*Task 1:* List every distinct time reference in the Chicago indictment report below, such as a year, a day of the week or a clock time, with what each one refers to.
*Task 2:* Please state how many counts are in the indictment described in the Chicago indictment report below.

------ Source extract ------

Federal prosecutors in Chicago say a U.S. Customs and Border Protection officer committed multiple “gunpoint sexual assaults” of four women in the suburbs who offered him money and referenced their children as they begged him to stop.
The alleged assaults occurred in 2022. When word spread of Officer Luis Uribe’s “rampant abuse of sex workers,” an unnamed “boss” even dispatched someone to take Uribe’s photo and bribe him with free sex in an unsuccessful attempt to end his attacks, prosecutors say.
Now, Uribe, 44, faces potential life in prison after a federal grand jury handed up an 11-count indictment made public Tuesday. Authorities arrested Uribe around 8:15 a.m. Tuesday, and he’s being held in federal custody while awaiting a detention hearing next Monday.
“[Uribe] is a serial rapist who turned his position as a United States Customs and Border Protection officer into a license to commit or attempt to commit gunpoint sexual assaults and robberies of four different women,” Assistant U.S. Attorney Jonathan Shih wrote in a court memo.

------ Dataset ------

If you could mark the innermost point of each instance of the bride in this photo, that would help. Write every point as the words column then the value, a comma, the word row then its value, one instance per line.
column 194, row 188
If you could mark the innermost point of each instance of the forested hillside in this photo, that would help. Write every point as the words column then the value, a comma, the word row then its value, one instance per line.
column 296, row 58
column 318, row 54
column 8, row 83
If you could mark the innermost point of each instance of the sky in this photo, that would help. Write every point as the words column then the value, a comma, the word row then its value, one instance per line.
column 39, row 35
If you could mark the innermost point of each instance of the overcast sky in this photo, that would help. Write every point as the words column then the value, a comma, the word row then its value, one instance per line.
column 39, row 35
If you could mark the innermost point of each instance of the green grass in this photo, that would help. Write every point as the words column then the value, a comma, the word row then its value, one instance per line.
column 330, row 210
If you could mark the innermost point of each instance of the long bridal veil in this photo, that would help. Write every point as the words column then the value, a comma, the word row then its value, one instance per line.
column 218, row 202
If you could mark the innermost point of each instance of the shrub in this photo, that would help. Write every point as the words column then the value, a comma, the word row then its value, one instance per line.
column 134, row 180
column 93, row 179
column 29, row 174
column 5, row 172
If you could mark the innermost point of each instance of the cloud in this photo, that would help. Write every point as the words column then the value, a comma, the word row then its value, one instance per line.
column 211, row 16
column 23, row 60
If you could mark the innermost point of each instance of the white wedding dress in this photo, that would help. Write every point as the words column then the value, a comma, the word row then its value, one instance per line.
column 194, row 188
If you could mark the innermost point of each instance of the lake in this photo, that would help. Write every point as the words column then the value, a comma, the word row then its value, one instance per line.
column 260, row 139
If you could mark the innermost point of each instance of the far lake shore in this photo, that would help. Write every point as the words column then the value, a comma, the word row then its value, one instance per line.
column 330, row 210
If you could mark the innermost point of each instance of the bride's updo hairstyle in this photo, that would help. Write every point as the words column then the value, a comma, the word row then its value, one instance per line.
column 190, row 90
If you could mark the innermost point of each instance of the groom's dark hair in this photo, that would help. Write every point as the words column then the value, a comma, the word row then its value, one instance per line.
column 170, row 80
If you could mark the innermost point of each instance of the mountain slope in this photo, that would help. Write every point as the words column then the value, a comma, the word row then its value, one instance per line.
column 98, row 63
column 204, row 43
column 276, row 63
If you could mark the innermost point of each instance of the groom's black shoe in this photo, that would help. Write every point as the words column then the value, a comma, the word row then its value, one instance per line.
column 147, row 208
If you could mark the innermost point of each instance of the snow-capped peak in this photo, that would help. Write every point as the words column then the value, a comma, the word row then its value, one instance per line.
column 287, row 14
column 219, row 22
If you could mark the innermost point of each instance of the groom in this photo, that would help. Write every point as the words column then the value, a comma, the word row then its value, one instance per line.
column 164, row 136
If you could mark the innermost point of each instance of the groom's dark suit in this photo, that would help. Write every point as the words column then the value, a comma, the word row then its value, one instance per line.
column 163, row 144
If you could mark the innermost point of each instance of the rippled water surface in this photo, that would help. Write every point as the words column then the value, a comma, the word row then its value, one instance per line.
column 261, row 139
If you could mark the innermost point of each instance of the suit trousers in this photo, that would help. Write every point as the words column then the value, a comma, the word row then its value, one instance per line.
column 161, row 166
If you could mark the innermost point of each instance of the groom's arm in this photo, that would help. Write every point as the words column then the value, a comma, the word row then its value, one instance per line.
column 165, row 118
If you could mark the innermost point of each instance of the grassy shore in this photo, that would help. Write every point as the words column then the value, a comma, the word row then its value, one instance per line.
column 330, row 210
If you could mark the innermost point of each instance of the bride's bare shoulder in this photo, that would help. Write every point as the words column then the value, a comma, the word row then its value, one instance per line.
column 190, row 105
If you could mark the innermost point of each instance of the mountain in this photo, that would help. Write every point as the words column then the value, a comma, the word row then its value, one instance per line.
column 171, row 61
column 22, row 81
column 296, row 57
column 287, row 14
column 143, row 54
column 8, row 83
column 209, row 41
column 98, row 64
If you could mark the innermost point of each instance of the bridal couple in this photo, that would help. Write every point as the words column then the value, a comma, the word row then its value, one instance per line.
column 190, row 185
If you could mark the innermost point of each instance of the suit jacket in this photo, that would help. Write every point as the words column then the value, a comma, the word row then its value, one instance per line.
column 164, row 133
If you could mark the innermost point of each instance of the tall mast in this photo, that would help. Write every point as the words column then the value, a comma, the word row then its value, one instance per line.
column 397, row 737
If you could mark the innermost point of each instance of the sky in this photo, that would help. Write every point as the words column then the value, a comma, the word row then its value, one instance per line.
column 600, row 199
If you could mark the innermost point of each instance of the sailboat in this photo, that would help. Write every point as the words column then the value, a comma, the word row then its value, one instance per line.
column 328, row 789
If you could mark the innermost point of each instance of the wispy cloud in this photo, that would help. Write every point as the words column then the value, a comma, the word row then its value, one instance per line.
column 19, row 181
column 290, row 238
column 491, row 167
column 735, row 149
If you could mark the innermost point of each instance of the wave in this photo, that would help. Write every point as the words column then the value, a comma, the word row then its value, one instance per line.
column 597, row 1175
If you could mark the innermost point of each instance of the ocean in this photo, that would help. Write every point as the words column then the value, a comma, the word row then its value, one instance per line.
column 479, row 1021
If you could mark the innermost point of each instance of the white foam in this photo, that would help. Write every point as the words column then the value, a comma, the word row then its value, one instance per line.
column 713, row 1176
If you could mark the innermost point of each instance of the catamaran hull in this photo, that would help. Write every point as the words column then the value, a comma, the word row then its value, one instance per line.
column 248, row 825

------

*Response area 1:*
- 2022: when the alleged assaults occurred
- Tuesday: when the indictment was made public and Uribe was arrested
- 8:15 a.m.: the time of Uribe's arrest on Tuesday
- Next Monday: the date of his detention hearing

*Response area 2:* 11 counts.